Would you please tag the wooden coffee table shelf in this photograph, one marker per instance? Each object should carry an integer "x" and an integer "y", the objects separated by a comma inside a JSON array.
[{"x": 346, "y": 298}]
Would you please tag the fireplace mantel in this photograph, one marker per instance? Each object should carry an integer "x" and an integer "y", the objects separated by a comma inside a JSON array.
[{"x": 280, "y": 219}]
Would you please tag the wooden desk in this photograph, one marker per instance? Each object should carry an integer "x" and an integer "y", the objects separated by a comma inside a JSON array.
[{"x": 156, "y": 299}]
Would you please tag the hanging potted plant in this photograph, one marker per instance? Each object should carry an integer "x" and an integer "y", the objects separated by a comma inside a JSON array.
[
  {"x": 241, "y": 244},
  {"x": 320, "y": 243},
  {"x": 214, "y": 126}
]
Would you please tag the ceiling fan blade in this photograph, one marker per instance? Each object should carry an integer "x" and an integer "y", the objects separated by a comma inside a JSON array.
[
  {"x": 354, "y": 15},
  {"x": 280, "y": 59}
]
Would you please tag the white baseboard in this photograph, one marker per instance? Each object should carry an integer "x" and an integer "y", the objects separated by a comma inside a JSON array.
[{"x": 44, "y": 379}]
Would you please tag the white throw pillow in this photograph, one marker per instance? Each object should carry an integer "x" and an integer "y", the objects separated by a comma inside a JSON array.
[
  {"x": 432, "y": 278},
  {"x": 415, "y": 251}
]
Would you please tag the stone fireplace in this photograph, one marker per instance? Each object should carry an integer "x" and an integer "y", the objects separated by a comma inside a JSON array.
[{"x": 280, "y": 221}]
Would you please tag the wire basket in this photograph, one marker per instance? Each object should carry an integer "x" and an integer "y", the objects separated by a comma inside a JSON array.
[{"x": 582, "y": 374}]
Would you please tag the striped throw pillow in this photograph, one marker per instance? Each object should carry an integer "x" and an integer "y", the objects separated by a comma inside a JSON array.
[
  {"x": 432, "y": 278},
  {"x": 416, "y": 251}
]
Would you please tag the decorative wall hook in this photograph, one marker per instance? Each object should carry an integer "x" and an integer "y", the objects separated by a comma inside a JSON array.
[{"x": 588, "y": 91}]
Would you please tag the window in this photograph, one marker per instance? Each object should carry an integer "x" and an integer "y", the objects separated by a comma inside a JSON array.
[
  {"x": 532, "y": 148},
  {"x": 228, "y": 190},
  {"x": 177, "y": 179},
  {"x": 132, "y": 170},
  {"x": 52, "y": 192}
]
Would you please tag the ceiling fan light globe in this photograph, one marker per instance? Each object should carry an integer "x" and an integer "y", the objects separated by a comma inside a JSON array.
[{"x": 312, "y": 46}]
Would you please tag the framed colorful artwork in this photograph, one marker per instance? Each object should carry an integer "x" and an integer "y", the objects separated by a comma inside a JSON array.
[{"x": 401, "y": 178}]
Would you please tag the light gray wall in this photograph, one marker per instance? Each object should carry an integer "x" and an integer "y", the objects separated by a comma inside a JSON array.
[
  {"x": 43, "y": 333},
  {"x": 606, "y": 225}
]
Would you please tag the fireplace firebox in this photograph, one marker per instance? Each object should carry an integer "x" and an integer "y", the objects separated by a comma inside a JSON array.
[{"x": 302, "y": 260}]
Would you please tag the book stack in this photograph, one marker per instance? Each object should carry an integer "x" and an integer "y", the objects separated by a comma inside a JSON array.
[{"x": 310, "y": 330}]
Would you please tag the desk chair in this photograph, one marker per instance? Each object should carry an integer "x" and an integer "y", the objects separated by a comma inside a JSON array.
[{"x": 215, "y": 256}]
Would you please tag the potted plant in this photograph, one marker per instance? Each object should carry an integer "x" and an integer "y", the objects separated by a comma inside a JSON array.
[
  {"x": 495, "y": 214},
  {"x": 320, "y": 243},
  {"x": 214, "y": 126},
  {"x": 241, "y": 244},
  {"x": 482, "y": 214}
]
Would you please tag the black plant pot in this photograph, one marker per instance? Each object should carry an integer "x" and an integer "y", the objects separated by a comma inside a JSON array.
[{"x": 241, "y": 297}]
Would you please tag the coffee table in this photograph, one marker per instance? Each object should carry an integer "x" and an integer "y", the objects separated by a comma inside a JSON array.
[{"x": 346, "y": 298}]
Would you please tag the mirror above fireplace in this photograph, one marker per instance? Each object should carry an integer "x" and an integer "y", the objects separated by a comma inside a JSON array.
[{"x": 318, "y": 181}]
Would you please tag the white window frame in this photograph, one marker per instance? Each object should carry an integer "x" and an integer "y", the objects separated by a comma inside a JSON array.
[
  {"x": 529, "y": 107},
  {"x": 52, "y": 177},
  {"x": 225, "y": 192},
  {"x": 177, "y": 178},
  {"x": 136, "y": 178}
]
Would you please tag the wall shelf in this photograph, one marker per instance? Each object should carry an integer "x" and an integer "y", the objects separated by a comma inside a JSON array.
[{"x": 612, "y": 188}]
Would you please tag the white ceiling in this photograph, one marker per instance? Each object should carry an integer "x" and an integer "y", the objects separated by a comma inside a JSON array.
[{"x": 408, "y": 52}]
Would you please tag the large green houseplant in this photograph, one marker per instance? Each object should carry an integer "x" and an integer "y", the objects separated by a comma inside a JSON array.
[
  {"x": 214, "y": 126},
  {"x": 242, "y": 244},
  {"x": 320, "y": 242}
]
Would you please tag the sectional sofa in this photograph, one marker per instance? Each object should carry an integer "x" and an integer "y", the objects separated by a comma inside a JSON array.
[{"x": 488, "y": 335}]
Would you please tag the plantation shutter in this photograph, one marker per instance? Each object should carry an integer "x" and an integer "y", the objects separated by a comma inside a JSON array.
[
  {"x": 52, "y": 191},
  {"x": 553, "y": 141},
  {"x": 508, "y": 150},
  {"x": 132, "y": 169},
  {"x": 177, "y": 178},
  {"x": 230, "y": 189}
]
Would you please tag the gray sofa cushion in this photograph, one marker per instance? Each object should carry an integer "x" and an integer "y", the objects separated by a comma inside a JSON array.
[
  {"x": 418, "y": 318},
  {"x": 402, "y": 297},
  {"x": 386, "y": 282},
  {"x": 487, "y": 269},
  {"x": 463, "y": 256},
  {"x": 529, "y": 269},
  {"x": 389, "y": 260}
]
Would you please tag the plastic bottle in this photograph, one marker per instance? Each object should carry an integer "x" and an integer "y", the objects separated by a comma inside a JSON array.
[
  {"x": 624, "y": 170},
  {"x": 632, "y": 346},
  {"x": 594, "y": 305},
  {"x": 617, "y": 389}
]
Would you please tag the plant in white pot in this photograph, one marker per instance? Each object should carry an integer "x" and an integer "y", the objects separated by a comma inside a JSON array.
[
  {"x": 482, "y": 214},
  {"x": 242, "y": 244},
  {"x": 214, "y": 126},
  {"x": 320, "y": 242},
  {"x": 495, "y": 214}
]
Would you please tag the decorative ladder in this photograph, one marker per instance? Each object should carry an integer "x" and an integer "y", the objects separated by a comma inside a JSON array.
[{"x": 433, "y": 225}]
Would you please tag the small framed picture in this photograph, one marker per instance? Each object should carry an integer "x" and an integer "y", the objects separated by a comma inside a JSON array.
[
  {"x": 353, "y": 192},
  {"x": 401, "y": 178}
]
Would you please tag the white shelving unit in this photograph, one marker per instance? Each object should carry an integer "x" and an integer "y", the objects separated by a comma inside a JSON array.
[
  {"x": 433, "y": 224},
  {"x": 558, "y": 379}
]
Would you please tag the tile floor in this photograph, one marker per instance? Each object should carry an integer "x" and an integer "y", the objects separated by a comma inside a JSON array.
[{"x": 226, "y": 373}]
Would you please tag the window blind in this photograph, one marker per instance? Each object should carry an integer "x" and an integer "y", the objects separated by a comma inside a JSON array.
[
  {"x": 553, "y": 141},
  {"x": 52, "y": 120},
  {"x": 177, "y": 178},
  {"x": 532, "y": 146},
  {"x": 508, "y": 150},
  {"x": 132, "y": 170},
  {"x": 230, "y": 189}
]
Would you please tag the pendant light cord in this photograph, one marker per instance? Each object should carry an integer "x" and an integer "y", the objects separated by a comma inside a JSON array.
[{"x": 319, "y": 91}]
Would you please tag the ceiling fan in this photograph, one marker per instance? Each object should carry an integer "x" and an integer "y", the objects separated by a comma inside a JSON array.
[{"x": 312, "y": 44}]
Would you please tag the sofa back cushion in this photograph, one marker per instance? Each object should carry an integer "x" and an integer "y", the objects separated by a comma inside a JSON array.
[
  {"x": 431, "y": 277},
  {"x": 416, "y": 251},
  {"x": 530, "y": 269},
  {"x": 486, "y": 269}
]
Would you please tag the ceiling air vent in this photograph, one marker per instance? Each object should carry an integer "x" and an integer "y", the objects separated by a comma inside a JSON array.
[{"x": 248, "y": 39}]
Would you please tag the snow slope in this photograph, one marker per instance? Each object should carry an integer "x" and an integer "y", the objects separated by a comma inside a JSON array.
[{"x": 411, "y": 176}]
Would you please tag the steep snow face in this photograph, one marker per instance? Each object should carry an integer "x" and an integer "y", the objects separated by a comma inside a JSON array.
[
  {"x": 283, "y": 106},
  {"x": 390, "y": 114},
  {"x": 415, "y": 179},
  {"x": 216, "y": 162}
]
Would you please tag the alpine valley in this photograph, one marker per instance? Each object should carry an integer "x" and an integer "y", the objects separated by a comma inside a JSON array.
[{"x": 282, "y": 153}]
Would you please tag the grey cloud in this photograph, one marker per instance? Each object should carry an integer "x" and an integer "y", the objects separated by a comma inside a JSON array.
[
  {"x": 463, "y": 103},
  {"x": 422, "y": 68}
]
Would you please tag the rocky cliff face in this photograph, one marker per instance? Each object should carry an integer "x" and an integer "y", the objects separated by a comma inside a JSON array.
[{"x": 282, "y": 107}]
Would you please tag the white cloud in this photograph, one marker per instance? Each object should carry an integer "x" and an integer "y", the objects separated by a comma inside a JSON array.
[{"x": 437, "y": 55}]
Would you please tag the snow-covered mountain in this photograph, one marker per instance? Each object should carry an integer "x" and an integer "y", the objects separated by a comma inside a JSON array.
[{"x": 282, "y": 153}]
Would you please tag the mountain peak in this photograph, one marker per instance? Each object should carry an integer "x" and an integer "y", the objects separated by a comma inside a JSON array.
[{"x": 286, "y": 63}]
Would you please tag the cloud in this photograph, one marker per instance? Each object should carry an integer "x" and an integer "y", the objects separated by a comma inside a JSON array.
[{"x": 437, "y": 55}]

————————

Starting at the line that contains "Would you please tag the grey", copy each line through the last one in the records, exactly, and output nothing else.

Would you please tag the grey cloud in this photograph, one marker per instance? Each object should carry an integer "x" and an integer "y", the objects separated by a comma inside a JSON array.
[
  {"x": 463, "y": 103},
  {"x": 422, "y": 68}
]
Would you please tag the rocky cliff face in this photograph, one marker per instance? Each object should carry an integer "x" and an integer "y", the objects separated by a comma inside a JSON array.
[{"x": 282, "y": 107}]
Would you please tag the white cloud in this photograph, one marker per instance? Each object should carry an integer "x" and an integer "y", the objects separated by a comma inside a JSON array.
[{"x": 437, "y": 55}]
Would you please tag the snow-covered mountain in this photograph, one marker per instance? Each object should carry an integer "x" and an integer "y", the objects separated by a comma inside a JSON array.
[{"x": 282, "y": 153}]
Would you please tag the mountain peak in this photograph, one marker per instance? Each object should carry an integer "x" and an integer "y", the objects separated by a comma inside a JSON array.
[{"x": 286, "y": 63}]
Would you please tag the cloud in this photograph, one marker per instance? Each object should carry an integer "x" and an integer "y", the objects separated by a comma inside a JSON array.
[{"x": 437, "y": 55}]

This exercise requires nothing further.